DOCUMENT SEGMENT:

Start of Block

Preview: Arc Raiders – This is the approachable, mass market extraction shooter in 2025, not Marathon | MMORPG.com

Extraction Shooters are the topic of conversation right now. With Marathon’s reveal and Alpha meeting mixed responses, the debate has shifted to asking: “Which of these games will be the one where the genre goes mainstream and attracts a wider audience?” While everyone has been distracted by Marathon in the last few weeks, I have spent 18 hours with Arc Raiders, and it turns out that Embark’s latest stands the best chance of breaking the genre out of its niche corner of the industry. 

That comes down to a lot of streamlining and excellent quality-of-life features that make the game’s many systems and progression much more appealing to those who have felt lost in games like Escape From Tarkov and Hunt Showdown. But, excellent gunplay and some of the best sound design I have ever heard in a shooter play a big role in helping players stay away from gunfights they don’t want to be in the middle of.

A Familiar Formula

For the most part, Arc Raiders’ match-to-match flow is as you would expect from the genre. You load in alone or with up to two other friends to drop onto one of three maps: the factory-filled Spaceport, the rural swampy Dam, or the congested and cramped apartment-filled streets of the Buried City. Each map offers a different kind of landscape in which to survive and fight. 

Your goal is to collect loot to craft into better gear or sell to buy stronger gear, weapons, equipment, consumables, etc. You can also avoid or take down robots scattered around the map, which act as your PvE enemies, or kill or befriend other players (Raiders) who are doing the same thing as you. Once done, or your time runs out, you then have to escape while an escape hatch or route slowly opens, and you guard your supplies before quickly scarpering.

End of Block

REQUIRED TASKS:
**A.** From the Arc Raiders preview, reproduce word for word the passage that begins at the words "Preview: Arc Raiders" and stops after "of the industry.".
**B.** Write the next part of the Arc Raiders preview, picking up right after its last sentence.

SUPPLIED RECORDS:
Start of Block

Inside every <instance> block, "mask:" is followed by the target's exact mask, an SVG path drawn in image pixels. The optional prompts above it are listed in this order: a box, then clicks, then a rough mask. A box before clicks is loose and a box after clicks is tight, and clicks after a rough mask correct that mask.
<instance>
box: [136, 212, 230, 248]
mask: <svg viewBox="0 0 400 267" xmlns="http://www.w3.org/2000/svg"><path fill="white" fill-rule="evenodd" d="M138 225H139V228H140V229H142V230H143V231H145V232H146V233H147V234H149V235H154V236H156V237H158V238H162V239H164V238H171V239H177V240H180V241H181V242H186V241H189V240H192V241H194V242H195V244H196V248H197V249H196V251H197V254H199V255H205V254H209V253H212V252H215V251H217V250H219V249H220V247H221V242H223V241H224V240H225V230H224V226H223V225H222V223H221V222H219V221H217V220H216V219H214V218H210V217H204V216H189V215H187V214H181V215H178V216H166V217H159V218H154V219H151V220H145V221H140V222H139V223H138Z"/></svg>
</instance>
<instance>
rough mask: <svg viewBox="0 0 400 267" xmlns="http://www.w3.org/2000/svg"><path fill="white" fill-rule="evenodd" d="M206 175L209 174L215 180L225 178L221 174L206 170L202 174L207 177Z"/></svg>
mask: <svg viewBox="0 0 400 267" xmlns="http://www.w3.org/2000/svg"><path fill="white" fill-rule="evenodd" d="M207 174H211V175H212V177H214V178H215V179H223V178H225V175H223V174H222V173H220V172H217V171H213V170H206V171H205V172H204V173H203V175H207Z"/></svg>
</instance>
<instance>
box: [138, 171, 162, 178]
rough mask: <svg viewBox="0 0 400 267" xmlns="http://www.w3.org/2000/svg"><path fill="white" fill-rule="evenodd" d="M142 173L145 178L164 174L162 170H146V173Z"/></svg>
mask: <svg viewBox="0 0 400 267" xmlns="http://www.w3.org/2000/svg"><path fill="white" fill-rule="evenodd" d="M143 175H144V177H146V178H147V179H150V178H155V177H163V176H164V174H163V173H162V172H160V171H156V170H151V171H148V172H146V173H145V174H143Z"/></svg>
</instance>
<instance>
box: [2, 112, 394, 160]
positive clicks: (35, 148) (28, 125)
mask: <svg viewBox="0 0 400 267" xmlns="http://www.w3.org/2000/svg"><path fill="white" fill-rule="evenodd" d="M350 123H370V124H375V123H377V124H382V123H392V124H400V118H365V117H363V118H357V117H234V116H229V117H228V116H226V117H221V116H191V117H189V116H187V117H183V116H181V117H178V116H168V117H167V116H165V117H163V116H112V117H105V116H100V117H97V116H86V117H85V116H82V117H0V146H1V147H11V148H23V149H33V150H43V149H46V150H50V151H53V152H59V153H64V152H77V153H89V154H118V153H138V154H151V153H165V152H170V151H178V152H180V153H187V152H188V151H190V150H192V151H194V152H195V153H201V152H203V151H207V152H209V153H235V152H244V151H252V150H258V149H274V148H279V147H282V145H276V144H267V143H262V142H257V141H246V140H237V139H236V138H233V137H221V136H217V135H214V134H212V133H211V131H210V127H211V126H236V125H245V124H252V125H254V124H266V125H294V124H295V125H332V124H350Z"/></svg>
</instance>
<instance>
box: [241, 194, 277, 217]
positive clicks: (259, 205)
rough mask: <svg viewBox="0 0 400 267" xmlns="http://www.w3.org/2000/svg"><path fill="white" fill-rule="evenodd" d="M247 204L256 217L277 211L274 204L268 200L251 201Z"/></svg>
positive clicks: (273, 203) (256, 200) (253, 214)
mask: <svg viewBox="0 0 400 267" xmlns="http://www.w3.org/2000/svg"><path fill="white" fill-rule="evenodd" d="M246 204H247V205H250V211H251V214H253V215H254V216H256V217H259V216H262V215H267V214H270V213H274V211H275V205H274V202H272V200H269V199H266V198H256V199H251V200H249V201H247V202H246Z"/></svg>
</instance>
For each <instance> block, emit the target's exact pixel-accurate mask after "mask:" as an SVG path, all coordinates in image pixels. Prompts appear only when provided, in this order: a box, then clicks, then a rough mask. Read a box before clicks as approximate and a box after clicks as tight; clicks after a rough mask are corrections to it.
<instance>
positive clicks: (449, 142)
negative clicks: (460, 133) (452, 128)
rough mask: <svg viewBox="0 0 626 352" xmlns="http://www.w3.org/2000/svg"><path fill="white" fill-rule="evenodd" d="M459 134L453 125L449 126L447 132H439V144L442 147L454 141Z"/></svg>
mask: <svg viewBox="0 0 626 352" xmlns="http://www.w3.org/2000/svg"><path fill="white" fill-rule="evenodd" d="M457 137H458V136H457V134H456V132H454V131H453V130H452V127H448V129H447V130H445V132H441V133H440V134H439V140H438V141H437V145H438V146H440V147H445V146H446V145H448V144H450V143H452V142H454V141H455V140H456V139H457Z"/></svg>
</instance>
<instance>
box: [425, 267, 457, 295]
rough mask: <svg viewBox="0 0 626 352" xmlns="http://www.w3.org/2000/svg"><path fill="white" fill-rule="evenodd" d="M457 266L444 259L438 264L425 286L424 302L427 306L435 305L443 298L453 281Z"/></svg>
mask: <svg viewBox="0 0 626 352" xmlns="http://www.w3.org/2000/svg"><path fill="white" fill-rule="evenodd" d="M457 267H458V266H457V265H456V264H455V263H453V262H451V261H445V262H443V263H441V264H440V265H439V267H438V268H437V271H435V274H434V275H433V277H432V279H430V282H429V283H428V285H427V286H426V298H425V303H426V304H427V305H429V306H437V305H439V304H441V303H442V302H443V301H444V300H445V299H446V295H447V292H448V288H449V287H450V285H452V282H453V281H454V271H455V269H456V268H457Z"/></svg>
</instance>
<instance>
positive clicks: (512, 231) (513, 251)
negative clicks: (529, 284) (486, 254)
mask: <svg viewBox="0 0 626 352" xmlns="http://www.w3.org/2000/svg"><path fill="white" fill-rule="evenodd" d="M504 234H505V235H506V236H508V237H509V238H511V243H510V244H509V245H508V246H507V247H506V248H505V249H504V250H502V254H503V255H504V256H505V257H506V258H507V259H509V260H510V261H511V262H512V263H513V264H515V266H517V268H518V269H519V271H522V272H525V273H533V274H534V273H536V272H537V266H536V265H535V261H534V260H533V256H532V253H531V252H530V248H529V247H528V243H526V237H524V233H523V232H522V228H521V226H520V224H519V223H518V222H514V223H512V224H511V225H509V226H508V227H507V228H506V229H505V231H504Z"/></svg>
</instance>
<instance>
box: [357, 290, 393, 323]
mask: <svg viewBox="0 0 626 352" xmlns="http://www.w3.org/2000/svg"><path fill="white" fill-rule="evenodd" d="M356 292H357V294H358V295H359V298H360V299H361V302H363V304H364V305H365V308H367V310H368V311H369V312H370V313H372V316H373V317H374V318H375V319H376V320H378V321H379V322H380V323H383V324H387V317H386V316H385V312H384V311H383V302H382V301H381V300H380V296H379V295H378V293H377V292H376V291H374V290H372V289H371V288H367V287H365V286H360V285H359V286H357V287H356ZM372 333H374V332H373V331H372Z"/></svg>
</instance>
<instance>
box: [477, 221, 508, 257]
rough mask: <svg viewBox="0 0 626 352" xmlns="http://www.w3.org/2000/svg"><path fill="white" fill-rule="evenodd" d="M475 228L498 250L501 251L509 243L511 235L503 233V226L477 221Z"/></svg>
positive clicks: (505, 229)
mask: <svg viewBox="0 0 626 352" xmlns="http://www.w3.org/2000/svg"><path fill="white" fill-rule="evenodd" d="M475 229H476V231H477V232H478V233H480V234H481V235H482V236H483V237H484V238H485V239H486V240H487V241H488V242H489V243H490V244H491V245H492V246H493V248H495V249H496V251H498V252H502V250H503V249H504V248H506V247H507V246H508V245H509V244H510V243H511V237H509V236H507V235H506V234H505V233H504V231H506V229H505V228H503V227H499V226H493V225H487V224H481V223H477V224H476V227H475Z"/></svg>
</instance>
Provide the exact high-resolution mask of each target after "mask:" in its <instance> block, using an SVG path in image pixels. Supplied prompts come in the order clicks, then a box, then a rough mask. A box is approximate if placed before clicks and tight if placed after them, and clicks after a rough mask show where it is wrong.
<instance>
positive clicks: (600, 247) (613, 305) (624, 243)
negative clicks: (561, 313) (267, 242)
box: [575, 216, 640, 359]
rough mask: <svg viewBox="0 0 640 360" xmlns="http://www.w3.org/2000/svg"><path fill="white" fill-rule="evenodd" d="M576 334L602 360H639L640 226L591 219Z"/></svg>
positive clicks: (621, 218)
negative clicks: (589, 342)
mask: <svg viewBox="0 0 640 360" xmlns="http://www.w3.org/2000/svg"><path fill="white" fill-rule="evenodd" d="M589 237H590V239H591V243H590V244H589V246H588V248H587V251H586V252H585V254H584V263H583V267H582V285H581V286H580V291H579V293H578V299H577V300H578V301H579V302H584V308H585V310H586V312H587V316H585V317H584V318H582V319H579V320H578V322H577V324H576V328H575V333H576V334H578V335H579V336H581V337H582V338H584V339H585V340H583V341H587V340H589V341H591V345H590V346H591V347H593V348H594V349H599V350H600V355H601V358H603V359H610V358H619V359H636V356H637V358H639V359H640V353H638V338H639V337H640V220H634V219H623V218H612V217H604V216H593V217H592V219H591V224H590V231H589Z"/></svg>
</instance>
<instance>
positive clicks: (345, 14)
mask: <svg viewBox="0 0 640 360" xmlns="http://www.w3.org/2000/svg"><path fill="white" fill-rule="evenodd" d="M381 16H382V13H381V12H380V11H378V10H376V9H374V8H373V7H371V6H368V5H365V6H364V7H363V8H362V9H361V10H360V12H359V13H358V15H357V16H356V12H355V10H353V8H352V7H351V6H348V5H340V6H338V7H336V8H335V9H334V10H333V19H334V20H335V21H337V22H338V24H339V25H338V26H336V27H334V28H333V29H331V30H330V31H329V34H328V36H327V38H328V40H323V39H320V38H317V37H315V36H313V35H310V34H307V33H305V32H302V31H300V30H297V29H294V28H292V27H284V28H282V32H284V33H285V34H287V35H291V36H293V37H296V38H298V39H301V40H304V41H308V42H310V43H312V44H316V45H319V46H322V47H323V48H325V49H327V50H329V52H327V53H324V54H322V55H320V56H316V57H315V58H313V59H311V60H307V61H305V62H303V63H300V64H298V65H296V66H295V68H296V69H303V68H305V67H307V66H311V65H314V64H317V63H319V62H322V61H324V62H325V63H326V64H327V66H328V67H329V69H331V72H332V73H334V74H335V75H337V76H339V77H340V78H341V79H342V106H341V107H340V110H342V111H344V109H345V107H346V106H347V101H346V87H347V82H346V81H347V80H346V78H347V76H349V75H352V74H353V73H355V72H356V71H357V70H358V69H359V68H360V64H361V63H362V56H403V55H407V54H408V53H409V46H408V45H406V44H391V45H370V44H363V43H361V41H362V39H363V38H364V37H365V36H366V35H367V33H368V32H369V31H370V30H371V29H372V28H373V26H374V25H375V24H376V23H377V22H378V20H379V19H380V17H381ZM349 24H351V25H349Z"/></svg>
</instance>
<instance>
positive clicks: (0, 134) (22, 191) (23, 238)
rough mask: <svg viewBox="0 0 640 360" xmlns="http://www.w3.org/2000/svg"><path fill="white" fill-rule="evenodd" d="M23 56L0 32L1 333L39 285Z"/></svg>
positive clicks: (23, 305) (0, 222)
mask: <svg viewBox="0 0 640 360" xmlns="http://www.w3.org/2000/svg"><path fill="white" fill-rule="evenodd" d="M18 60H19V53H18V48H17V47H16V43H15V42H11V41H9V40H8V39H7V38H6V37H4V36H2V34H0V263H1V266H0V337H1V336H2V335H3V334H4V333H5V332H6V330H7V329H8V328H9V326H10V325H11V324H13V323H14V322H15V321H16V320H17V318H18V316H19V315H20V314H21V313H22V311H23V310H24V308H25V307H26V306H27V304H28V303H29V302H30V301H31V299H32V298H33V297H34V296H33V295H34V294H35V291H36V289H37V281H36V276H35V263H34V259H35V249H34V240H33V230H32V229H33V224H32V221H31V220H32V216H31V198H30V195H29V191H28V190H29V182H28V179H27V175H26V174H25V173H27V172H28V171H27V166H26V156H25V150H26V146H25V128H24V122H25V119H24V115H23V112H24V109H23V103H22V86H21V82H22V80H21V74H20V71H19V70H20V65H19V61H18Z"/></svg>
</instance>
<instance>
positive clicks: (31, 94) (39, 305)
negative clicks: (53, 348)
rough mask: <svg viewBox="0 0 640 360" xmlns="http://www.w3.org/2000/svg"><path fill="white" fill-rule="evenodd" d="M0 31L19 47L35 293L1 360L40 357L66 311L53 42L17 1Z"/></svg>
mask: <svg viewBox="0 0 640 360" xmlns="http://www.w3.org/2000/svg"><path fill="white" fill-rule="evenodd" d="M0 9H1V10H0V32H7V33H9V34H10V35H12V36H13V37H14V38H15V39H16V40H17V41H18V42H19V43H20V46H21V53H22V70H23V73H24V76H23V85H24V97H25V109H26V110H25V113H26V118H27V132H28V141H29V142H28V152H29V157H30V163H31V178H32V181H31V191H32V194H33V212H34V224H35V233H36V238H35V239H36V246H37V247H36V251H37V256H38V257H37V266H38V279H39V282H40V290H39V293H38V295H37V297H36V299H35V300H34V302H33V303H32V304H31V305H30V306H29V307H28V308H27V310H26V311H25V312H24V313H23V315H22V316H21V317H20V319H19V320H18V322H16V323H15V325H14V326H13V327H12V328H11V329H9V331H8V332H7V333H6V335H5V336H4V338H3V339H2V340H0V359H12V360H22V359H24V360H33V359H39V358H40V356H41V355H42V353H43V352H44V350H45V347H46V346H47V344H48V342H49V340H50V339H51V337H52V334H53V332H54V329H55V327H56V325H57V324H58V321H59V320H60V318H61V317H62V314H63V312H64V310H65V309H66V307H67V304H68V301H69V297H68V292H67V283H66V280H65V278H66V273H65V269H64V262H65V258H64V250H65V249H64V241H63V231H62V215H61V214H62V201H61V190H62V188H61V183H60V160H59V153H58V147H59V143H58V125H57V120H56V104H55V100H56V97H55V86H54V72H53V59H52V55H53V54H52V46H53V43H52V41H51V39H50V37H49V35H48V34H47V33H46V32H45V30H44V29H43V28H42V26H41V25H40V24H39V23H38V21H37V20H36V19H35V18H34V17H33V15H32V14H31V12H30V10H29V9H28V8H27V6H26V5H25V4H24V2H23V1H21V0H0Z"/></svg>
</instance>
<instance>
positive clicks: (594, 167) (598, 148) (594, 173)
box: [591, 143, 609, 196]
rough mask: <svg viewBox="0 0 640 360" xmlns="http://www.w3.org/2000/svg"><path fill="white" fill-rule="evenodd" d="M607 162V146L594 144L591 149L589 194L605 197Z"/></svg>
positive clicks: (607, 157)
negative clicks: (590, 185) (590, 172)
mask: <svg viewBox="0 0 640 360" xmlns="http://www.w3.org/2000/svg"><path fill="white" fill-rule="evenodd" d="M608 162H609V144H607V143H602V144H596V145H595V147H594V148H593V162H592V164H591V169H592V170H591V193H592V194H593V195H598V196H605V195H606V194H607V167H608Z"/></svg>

End of Block

EXPECTED RESULTS:
**A.**
Preview: Arc Raiders – This is the approachable, mass market extraction shooter in 2025, not Marathon | MMORPG.com

Extraction Shooters are the topic of conversation right now. With Marathon’s reveal and Alpha meeting mixed responses, the debate has shifted to asking: “Which of these games will be the one where the genre goes mainstream and attracts a wider audience?” While everyone has been distracted by Marathon in the last few weeks, I have spent 18 hours with Arc Raiders, and it turns out that Embark’s latest stands the best chance of breaking the genre out of its niche corner of the industry.

**B.**
Largely, there isn’t much here you haven’t seen before from an Extraction shooter on the gameplay side. However, I will say the robot enemies are a nice twist from the human enemies found in almost every other game in the genre. They are incredibly cool visually and mighty deadly. While the small flying drone-like Hornets aren’t a problem, each map is also sprinkled with much tougher robots, like the armored Rocketeer drones coated with damage-resistant armor, and fly in a straight line to their targets while raining down missiles beneath them. There are also giant quadrupedal robots that can kill you with one burst from their laser cannons, as the shots echo through the buildings and open fields.

While some robots are easy to take down, you still have to coordinate with your team to pick off targets together, as one mistimed attack can lead to your death if you aren’t prepared. Arc Raiders is a slow, methodical game, and I struggled in my first few hours with it as I tried to figure out how it wanted me to play it.

You have a pretty punishing stamina bar that takes 10-15 seconds to fully recharge, lengthy gun reloads, and slow consumable usage that forces you to be smart about where and when you recharge, reload, and run. You can’t just sprint across an open field or duck behind a container and heal instantly. Before I learnt that, I found myself getting caught in the open or shot down almost instantly as I tried to run for an escape hatch.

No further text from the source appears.